» **EXTRAIT CHOISI**:
▽
Une seule chose est sûre… et paradoxale : le Rassemblement national est désormais… au centre de la politique française. Pour la Présidentielle, la seule question est désormais de savoir qui réussira à se hisser suffisamment haut pour affronter Marine Le Pen au 2e tour. Et, pour les régionales, l’interrogation réside dans le nombre de régions susceptibles de franchir, pour la première fois, le Rubicon. Enfin là nous devrions écrire le Suzon puisque la Bourgogne Franche-Comté fait partie de celles-ci…
Le réveil est susceptible d’être douloureux pour celles et ceux qui croient encore au plafond de verre si celui-ci explose au soir du 27 juin. Car la seule vraie question aujourd’hui est de savoir si les élections de juin 2021 offriront au Rassemblement national sa première victoire dans un scrutin régional. Et, parmi les 4 régions de l’Hexagone où les sondages envisagent une issue potentiellement favorable aux troupes de Marine Le Pen, la Bourgogne Franche-Comté figure en bonne place.
△
» **DONNÉES FOURNIES**:
▽
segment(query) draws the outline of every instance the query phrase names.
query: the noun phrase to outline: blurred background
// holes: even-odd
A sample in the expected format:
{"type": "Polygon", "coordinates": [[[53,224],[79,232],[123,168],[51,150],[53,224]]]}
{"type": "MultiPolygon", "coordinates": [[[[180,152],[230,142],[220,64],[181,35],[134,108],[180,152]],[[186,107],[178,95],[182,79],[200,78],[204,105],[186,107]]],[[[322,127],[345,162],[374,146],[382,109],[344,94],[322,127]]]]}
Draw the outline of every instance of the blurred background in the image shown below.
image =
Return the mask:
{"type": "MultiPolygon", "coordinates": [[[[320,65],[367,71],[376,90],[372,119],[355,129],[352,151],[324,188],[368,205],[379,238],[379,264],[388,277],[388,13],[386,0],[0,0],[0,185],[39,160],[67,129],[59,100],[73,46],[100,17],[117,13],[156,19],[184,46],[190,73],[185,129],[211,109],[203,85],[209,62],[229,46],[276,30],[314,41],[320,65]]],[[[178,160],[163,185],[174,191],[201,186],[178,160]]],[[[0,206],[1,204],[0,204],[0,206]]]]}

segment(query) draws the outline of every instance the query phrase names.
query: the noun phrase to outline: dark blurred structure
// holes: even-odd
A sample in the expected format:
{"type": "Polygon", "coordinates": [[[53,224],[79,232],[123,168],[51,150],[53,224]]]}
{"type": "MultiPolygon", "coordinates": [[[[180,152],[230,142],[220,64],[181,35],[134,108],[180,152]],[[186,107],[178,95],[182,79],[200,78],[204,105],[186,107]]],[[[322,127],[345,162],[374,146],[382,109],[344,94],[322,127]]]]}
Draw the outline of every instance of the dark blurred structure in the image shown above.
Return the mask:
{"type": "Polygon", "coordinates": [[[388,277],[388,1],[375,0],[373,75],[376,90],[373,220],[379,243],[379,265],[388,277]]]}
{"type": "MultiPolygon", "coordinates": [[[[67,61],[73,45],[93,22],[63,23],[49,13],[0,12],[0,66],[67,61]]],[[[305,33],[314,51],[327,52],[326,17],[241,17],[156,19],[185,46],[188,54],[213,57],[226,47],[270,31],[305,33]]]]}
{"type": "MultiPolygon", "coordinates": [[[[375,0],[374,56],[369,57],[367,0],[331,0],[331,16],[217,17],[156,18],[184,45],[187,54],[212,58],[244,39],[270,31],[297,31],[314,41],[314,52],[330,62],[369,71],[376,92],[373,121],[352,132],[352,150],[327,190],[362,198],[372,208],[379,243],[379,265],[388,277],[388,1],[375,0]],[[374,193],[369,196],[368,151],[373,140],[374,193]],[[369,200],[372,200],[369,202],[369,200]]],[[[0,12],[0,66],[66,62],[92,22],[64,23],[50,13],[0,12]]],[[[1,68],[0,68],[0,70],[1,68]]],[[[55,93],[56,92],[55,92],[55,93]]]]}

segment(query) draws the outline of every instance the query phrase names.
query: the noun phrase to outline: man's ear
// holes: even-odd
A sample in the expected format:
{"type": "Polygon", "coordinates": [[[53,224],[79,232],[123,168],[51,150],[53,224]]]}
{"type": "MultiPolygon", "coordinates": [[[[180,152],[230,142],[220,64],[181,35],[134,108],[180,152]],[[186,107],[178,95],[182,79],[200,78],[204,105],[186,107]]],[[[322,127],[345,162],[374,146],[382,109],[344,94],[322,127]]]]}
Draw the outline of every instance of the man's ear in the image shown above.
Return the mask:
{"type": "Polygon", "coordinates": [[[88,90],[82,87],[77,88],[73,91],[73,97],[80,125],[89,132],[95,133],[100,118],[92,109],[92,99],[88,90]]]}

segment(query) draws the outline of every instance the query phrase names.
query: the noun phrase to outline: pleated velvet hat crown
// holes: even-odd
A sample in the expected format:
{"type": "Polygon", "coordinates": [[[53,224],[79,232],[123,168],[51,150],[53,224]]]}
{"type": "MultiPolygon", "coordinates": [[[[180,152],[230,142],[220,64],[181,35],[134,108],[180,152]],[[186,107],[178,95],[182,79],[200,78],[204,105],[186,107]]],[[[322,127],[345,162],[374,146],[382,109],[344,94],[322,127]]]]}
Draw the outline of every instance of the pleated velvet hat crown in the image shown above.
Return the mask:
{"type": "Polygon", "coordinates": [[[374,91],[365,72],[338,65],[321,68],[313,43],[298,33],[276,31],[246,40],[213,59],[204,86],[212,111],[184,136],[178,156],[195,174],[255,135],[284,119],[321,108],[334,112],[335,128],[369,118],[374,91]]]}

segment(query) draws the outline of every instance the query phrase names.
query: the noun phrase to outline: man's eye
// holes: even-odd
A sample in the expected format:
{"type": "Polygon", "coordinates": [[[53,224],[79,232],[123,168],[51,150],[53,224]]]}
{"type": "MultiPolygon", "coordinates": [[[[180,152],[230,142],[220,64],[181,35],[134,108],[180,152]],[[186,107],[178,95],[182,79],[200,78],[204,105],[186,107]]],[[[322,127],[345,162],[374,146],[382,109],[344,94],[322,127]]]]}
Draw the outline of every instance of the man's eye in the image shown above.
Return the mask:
△
» **TRAVAIL À RÉALISER**:
D'après l'extrait sur les élections régionales, dans combien de régions de l'Hexagone les sondages envisagent-ils une issue potentiellement favorable aux troupes de Marine Le Pen ? Les lignes fournies ne sont pas nécessaires.

» **SOLUTION DE L'EXERCICE**:
Dans 4 régions de l'Hexagone.